## What needs to be done
Answer these questions from the treatment-methods text below:
1. What is administered to the subject in the method of treating a proliferative disorder?
2. When the proliferative disorder is a tumor, what does the method relate to?
3. Which tumors does the text list before it turns to solid tumors?

(Extract to read)

Methods of Treatment

Another aspect of the invention relates to a method of treating a proliferative disorder in a subject. The method comprises administering a recombinant oncolytic virus comprising the SOCS4 nucleic acid sequences described herein to the subject to thereby contact cells exhibiting undesired proliferation with an effective amount of the recombinant oncolytic virus.

In one embodiment, the proliferative disorder is a tumor and the method of the invention relates to a method for inhibiting tumor progression. An effective amount of the recombinant oncolytic virus is contacted to the tumor to thereby deliver the virus to the tumor cells. The term “tumor” or “cancer” refers to the tissue mass or tissue type or cell type that is undergoing uncontrolled proliferation. As used herein, the term “tumor” refers to a malignant tissue comprising transformed cells that grow uncontrollably (i.e., is a hyperproliferative disease). Tumors include leukemias, lymphomas, myelomas, plasmacytomas, and the like; and solid tumors. Examples of solid tumors that can be treated according to the invention include but are not limited to sarcomas and carcinomas such as melanoma, fibrosarcoma, myxosarcoma, liposarcoma, chondrosarcoma, osteogenic sarcoma, chordoma, angiosarcoma, endotheliosarcoma, lymphangiosarcoma, lymphangioendotheliosarcoma, synovioma, mesothelioma, Ewing's tumor, leiomyosarcoma, rhabdomyosarcoma, colon carcinoma, pancreatic cancer, breast cancer, ovarian cancer, prostate cancer, squamous cell carcinoma, basal cell carcinoma, adenocarcinoma, sweat gland carcinoma, sebaceous gland carcinoma, papillary carcinoma, papillary adenocarcinomas, cystadenocarcinoma, medullary carcinoma, bronchogenic carcinoma, renal cell carcinoma, hepatoma, bile duct carcinoma, choriocarcinoma, seminoma, embryonal carcinoma, Wilms' tumor, cervical cancer, testicular tumor, lung carcinoma, small cell lung carcinoma, bladder carcinoma, epithelial carcinoma, glioma, astrocytoma, medulloblastoma, craniopharyngioma, ependymoma, pinealoma, hemangioblastoma, acoustic neuroma, oligodendroglioma, meningioma, neuroblastoma, and retinoblastoma.

(End Extract to read)
(Data for review)

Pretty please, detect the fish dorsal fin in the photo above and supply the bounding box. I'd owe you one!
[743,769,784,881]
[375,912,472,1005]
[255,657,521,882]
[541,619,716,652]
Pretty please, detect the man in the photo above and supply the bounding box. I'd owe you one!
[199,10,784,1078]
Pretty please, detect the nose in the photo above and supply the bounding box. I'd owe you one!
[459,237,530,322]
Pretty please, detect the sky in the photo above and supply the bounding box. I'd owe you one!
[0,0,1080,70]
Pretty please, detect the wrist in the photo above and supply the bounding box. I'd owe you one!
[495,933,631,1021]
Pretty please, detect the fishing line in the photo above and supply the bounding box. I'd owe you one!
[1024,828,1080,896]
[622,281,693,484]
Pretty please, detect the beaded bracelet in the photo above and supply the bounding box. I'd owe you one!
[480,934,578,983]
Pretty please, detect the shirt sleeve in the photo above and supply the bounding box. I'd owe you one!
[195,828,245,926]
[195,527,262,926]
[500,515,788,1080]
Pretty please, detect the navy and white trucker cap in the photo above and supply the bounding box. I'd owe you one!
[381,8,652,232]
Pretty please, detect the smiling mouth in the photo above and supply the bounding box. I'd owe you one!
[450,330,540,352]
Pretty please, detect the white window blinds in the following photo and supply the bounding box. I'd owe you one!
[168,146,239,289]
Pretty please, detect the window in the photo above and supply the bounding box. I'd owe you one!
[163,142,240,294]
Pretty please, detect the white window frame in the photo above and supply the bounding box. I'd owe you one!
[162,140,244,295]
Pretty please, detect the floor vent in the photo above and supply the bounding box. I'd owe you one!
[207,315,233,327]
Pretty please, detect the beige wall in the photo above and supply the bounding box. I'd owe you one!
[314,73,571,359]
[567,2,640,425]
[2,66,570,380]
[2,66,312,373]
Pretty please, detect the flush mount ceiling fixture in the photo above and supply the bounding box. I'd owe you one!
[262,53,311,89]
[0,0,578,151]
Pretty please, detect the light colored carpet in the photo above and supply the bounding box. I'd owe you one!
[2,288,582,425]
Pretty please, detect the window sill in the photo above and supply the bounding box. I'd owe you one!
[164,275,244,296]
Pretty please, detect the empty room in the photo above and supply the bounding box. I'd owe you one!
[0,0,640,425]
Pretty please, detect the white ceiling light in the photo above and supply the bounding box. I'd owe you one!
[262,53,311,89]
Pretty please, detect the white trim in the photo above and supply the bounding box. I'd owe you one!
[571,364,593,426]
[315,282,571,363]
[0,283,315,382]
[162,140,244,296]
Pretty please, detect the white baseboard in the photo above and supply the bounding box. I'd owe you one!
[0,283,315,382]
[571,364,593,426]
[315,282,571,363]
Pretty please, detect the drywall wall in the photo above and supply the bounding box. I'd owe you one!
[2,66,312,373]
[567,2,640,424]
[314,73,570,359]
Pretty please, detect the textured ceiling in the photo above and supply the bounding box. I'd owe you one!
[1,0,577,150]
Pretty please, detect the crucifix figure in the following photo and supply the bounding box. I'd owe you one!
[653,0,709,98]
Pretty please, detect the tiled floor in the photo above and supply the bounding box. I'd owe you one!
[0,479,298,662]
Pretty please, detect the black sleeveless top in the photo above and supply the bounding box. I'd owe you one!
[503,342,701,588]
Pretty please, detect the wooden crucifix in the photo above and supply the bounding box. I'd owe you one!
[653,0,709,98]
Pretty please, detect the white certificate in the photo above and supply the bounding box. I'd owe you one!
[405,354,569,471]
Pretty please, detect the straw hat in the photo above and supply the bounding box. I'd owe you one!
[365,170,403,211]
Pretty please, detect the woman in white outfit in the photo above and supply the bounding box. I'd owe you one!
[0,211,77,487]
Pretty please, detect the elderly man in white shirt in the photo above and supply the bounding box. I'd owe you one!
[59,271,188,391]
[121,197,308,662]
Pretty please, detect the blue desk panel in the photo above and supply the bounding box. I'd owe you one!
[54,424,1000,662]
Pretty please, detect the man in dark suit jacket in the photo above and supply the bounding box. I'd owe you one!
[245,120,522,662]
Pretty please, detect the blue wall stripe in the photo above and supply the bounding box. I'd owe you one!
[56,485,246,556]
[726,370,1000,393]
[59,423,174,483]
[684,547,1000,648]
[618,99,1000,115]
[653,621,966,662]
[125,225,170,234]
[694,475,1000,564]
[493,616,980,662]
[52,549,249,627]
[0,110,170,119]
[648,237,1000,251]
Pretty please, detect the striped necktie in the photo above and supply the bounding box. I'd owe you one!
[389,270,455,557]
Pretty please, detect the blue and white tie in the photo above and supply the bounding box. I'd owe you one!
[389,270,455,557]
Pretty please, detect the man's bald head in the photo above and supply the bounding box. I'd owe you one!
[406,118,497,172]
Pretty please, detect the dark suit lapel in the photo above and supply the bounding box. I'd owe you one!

(End Data for review)

## Written response
1. A recombinant oncolytic virus comprising the SOCS4 nucleic acid sequences.
2. A method for inhibiting tumor progression.
3. Leukemias, lymphomas, myelomas, and plasmacytomas.